• THE INPUT:

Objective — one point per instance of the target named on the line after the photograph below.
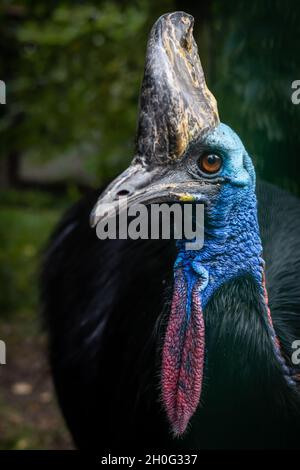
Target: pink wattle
(183, 356)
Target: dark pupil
(212, 159)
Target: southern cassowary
(156, 346)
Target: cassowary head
(183, 153)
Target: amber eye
(210, 163)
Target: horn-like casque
(175, 103)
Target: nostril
(123, 192)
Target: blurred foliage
(76, 78)
(256, 59)
(23, 233)
(73, 71)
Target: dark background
(72, 71)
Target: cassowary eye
(210, 163)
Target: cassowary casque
(155, 345)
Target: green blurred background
(73, 70)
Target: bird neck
(232, 247)
(232, 250)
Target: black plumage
(105, 305)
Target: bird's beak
(176, 109)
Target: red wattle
(183, 356)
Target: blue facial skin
(232, 245)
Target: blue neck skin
(232, 245)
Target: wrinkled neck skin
(232, 246)
(232, 249)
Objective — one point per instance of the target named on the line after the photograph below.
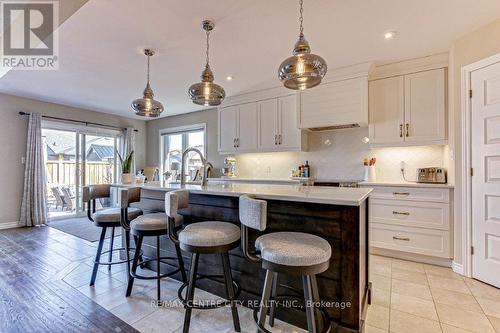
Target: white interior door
(485, 157)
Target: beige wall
(13, 128)
(209, 117)
(468, 49)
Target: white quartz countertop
(298, 193)
(406, 184)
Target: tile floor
(407, 297)
(411, 297)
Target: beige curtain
(34, 203)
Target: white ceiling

• EXERCISE OBJECTIVE: Leave out the pictures and transcribe the entries above exactly.

• COMPLETED TASK:
Objective — one point per instance of the target named on the line after the photograph below.
Target: pink wattle
(183, 356)
Target: dark pupil
(212, 159)
Target: southern cassowary
(156, 346)
Target: cassowary head
(183, 153)
Target: amber eye
(210, 163)
Target: horn-like casque
(175, 103)
Target: nostril
(123, 192)
Target: blurred foliage
(76, 78)
(256, 59)
(23, 233)
(73, 71)
Target: dark background
(72, 71)
Target: cassowary eye
(210, 163)
Target: cassowary casque
(155, 345)
Target: green blurred background
(73, 70)
Target: bird neck
(232, 247)
(232, 250)
Target: black plumage
(105, 305)
Target: bird's beak
(176, 109)
Target: red wattle
(183, 356)
Target: blue facial skin
(232, 245)
Target: blue neck skin
(232, 245)
Target: wrinkled neck skin
(232, 246)
(232, 249)
Objective — one point per instance of the target named on the line after the photograph below.
Target: white interior door
(485, 157)
Target: beige wall
(13, 128)
(209, 117)
(468, 49)
Target: white quartz countertop
(298, 193)
(406, 184)
Target: tile floor
(407, 297)
(411, 297)
Target: beige curtain
(34, 203)
Target: white ceiling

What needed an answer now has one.